_EXERCISE DETAILS_
Please retype all of the entries that follow, leaving the images out.

[Stored data entries]
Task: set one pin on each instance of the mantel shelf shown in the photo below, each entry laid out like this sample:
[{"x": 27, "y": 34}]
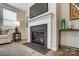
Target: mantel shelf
[{"x": 70, "y": 30}]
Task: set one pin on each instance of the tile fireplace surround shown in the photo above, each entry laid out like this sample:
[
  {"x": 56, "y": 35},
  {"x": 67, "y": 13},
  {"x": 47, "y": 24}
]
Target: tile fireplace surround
[{"x": 45, "y": 19}]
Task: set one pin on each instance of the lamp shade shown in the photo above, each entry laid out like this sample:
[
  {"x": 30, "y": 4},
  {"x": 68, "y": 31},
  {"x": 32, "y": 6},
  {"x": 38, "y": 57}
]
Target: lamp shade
[{"x": 17, "y": 23}]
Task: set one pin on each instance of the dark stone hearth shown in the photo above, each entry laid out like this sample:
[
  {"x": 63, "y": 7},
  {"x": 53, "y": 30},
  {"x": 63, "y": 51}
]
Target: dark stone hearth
[
  {"x": 37, "y": 48},
  {"x": 39, "y": 34}
]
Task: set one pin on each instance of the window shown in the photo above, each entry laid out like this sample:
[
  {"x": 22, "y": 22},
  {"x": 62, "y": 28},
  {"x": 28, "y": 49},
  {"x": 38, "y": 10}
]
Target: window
[{"x": 9, "y": 17}]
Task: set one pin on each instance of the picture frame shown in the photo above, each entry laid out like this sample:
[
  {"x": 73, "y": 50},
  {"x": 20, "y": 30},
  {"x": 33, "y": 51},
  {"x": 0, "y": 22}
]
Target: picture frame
[{"x": 74, "y": 12}]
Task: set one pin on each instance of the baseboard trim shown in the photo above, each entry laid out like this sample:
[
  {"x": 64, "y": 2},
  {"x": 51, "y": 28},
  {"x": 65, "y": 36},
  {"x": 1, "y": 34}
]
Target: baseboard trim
[
  {"x": 69, "y": 47},
  {"x": 6, "y": 43}
]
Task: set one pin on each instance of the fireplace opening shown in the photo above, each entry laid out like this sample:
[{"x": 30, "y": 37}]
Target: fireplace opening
[{"x": 39, "y": 34}]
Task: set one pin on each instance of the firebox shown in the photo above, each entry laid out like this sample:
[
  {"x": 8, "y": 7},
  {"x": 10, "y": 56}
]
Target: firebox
[{"x": 39, "y": 34}]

_REPLY_
Task: set one pin on each instance of the mantel shelf shown in the photo below, each entry laid out like this sample:
[{"x": 27, "y": 34}]
Target: mantel shelf
[{"x": 70, "y": 30}]
Task: set one pin on each instance of the tile fireplace surround shown in the photo above, each entry laid out like this sample:
[
  {"x": 56, "y": 35},
  {"x": 67, "y": 13},
  {"x": 47, "y": 24}
]
Target: tile fireplace surround
[{"x": 45, "y": 19}]
Task: set one pin on each instance of the lamp shade shown in the photo above, each entry laid out like this sample:
[
  {"x": 30, "y": 4},
  {"x": 68, "y": 31},
  {"x": 32, "y": 6},
  {"x": 38, "y": 57}
]
Target: lamp shade
[{"x": 17, "y": 23}]
Task: set one pin on each instance of the dark stone hearth shown in the photo above, each entry laid out like this sample:
[
  {"x": 63, "y": 7},
  {"x": 53, "y": 30},
  {"x": 63, "y": 51}
]
Target: dark stone hearth
[
  {"x": 37, "y": 48},
  {"x": 39, "y": 34}
]
Task: set one pin on each instance of the window shown in the photo above, each entry laid out like this sample:
[
  {"x": 22, "y": 22},
  {"x": 62, "y": 28},
  {"x": 28, "y": 49},
  {"x": 38, "y": 10}
]
Target: window
[{"x": 9, "y": 17}]
Task: set one pin on each instance of the picture frame shown in the photo above, each entry laid out like this sample:
[
  {"x": 73, "y": 50},
  {"x": 20, "y": 30},
  {"x": 33, "y": 51},
  {"x": 0, "y": 22}
]
Target: picture frame
[{"x": 74, "y": 12}]
Task: set one pin on each instance of the baseboard trim shown in the photo above, each entry laid out like this sample:
[
  {"x": 64, "y": 2},
  {"x": 51, "y": 28},
  {"x": 65, "y": 36},
  {"x": 1, "y": 34}
]
Target: baseboard trim
[
  {"x": 69, "y": 47},
  {"x": 6, "y": 43}
]
Task: set one pin on each instance of the fireplace opening shown in the photo above, each entry laid out like this sample:
[{"x": 30, "y": 37}]
Target: fireplace opening
[{"x": 39, "y": 34}]
Task: set one pin on each instance of the firebox shown in the photo above, each entry laid out like this sample:
[
  {"x": 8, "y": 7},
  {"x": 10, "y": 56}
]
Target: firebox
[{"x": 39, "y": 34}]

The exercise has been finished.